Bastano un paio di sedute pesanti sull'obbligazionario per riaprire il solito dibattito tra gli addetti ai lavori. I pessimisti gia' vedono segnali di inversione biblici. Ma la realta' e' ben diversa.

17 Giugno 2005 16:19 MILANO

*Michele Pezzinga e' lo strategist di CentroSim. I suoi commenti non implicano responsabilita' alcuna per Wall Street Italia, che notoriamente non svolge alcuna attivita' di trading e pubblica tali indicazioni a puro scopo informativo. Si prega di leggere, a questo proposito, il disclaimer ufficiale di WSI.


(WSI) - Bastano un paio di sedute pesanti sull'obbligazionario per riaprire il solito dibattito tra gli addetti ai lavori: siamo davvero giunti all'epocale inversione di tendenza dei bond markets o si tratta della solita, periodica correzione, che non modifica comunque un trend di fondo ancora orientato verso la discesa dei rendimenti?

ESERCIZIO A:
Rispondi in base al testo sul mercato obbligazionario:
(i) Di quale società Michele Pezzinga è lo strategist?
(ii) In quale data è datato il testo?
(iii) Che cosa basta per riaprire il dibattito tra gli addetti ai lavori?
ESERCIZIO B:
Prosegui il testo sul mercato obbligazionario a partire dall'ultima frase riportata.
I dati non hanno alcun legame con il testo sul mercato obbligazionario.

DATI FORNITI:
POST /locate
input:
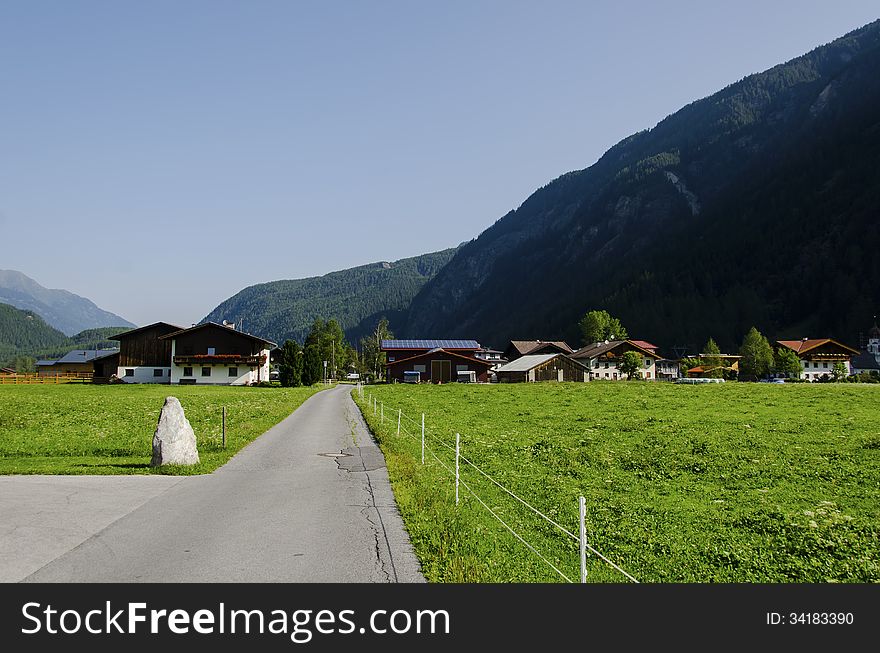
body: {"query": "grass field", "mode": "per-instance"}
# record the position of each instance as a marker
(108, 429)
(712, 483)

RISPOSTA A:
(i) Di CentroSim.
(ii) Il 17 giugno 2005.
(iii) Un paio di sedute pesanti sull'obbligazionario.

RISPOSTA B:
Da una parte abbiamo i pessimisti (in questo caso da anni ormai non siamo tra loro) che, dopo il naufragio delle loro attese già lo scorso febbraio, tornano alla carica, convinti che la FED andrà ancora avanti ad alzare i tassi e che l'economia USA riaccelererà dopo la pausa primaverile; dall'altra i loro avversari, fiduciosi in un'imminente conclusione della stretta monetaria americana e in ulteriore rallentamento congiunturale, che le elevate quotazioni del greggio e la temuta frenata cinese dovrebbero rendere più concreto nella seconda metà dell'anno.

Pur collocandoci in questo secondo campo, una correzione ci sembrava, almeno in questa fase, comunque opportuna: lo strappo al rialzo, che una decina di giorni fa aveva fatto finire il rendimento dei decennali addirittura sotto quota 3,90% negli USA e al 3,13% nell'area euro, si era anche accompagnato alla brusca chiusura di uno scoperto record per oltre 200 mila contratti sui futures del T-bond a 10 anni, erano anzi emerse significative posizioni lunghe e alcuni strategist, ribassisti della prima ora, avevano improvvisamente cambiato opinione sui trend del mercato.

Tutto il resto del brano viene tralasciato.